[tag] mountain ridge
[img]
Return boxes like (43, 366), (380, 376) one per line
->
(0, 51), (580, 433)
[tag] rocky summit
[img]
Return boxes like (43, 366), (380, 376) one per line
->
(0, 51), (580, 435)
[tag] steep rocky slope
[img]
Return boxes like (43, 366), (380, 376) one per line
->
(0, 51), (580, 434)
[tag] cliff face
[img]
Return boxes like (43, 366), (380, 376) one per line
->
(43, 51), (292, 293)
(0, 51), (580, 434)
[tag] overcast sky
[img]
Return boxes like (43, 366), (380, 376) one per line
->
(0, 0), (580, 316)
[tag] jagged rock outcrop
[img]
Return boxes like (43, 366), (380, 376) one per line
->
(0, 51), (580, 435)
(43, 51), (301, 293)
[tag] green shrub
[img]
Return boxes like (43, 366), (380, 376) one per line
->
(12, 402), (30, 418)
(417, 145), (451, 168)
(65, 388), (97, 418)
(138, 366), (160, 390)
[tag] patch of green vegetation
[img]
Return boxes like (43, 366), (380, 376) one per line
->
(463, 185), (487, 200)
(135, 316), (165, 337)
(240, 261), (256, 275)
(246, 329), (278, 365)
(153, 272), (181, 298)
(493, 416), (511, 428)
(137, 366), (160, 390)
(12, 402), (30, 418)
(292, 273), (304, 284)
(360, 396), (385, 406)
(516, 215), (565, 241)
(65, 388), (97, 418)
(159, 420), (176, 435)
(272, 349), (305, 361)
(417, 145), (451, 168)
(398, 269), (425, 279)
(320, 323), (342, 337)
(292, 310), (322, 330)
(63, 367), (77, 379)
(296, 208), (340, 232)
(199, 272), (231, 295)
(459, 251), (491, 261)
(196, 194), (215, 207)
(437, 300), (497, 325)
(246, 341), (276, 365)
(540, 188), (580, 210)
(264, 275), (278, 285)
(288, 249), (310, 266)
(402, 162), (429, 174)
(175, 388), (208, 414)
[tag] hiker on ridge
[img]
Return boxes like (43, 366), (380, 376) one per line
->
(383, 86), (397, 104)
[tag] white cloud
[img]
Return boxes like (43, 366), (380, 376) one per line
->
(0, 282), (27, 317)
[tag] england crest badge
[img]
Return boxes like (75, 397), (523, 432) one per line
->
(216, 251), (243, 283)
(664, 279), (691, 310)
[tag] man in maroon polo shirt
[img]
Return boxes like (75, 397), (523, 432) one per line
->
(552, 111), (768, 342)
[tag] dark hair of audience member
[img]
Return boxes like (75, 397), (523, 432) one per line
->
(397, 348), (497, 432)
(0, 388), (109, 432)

::::::

## Task description
Copy out every line of the items above, character for character, with the same line breaks.

## Full answer
[tag] mountain ridge
[img]
Return boxes like (43, 366), (380, 376) one per line
->
(0, 51), (580, 433)
[tag] rocky summit
[img]
Return boxes like (43, 366), (380, 376) one per line
->
(0, 51), (580, 435)
[tag] steep rocky slope
[img]
Return boxes like (43, 366), (380, 376) one per line
->
(0, 51), (580, 434)
[tag] cliff face
[img]
Return boxes like (43, 366), (380, 376) one per line
->
(43, 51), (292, 293)
(0, 51), (580, 434)
[tag] overcast sky
[img]
Return boxes like (43, 366), (380, 376) one per line
->
(0, 0), (580, 316)
[tag] jagged rock outcrop
[img]
Return boxes like (43, 366), (380, 376) one per line
->
(0, 51), (580, 435)
(43, 51), (301, 293)
[tag] green shrub
[img]
Return boxes like (43, 366), (380, 376) one per line
->
(12, 402), (30, 418)
(417, 145), (451, 168)
(65, 388), (97, 418)
(138, 366), (160, 390)
[tag] patch of green vegetation
[img]
Return boxes like (43, 366), (380, 376) one per line
->
(463, 185), (487, 200)
(135, 316), (165, 337)
(240, 261), (256, 275)
(246, 329), (278, 365)
(153, 272), (181, 298)
(493, 416), (511, 428)
(137, 366), (160, 390)
(12, 402), (30, 418)
(292, 273), (304, 284)
(360, 396), (385, 406)
(516, 215), (565, 241)
(65, 388), (97, 418)
(159, 420), (176, 435)
(272, 349), (305, 361)
(417, 145), (451, 168)
(398, 269), (425, 279)
(320, 323), (342, 337)
(292, 310), (322, 330)
(63, 367), (77, 379)
(296, 208), (340, 232)
(199, 272), (231, 295)
(459, 251), (491, 261)
(196, 194), (215, 207)
(437, 300), (497, 325)
(246, 341), (276, 365)
(540, 188), (580, 210)
(264, 275), (278, 285)
(288, 249), (310, 266)
(402, 162), (429, 174)
(175, 388), (208, 414)
[tag] hiker on ridge
[img]
Return boxes like (43, 366), (380, 376) one per line
->
(383, 86), (397, 104)
[tag] white cloud
[img]
Return boxes like (43, 366), (380, 376) one per line
->
(0, 282), (27, 317)
[tag] england crest badge
[img]
Return boxes like (75, 397), (523, 432) one per line
->
(216, 251), (243, 283)
(664, 279), (691, 310)
[tag] man in maroon polo shirt
[img]
Return boxes like (75, 397), (523, 432) one per line
->
(552, 111), (768, 342)
[tag] dark hair of audience member
[img]
Return boxes like (75, 397), (523, 432) one per line
->
(397, 348), (497, 432)
(0, 388), (109, 432)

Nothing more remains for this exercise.